Top of AVAILABLE DATA
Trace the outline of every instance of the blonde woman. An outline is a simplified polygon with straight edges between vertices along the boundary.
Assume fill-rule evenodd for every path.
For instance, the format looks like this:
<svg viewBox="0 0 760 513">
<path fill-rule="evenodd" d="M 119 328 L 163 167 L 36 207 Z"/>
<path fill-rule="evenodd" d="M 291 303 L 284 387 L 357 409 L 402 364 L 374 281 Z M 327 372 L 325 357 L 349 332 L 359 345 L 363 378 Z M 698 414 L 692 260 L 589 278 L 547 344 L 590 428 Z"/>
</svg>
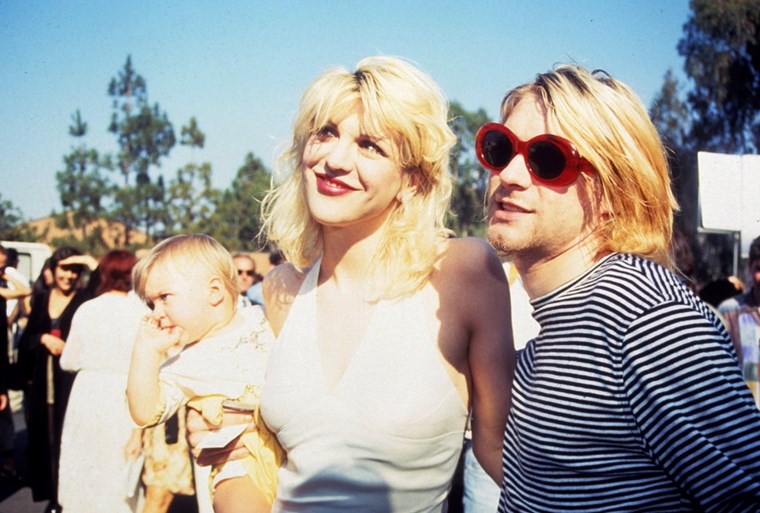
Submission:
Bottom of AVAILABLE DATA
--- EXERCISE DETAILS ---
Starting with the first line of the records, repeat every line up to and including the one containing "119 328 L 163", and nothing else.

--- WRITTEN RESPONSE ---
Trace the outline of every instance of the blonde woman. An outline is a simplified polygon with straight edges between vertices along the boundary.
Assume fill-rule evenodd for every path.
For instance, the format looks like this:
<svg viewBox="0 0 760 513">
<path fill-rule="evenodd" d="M 119 328 L 163 167 L 36 207 Z"/>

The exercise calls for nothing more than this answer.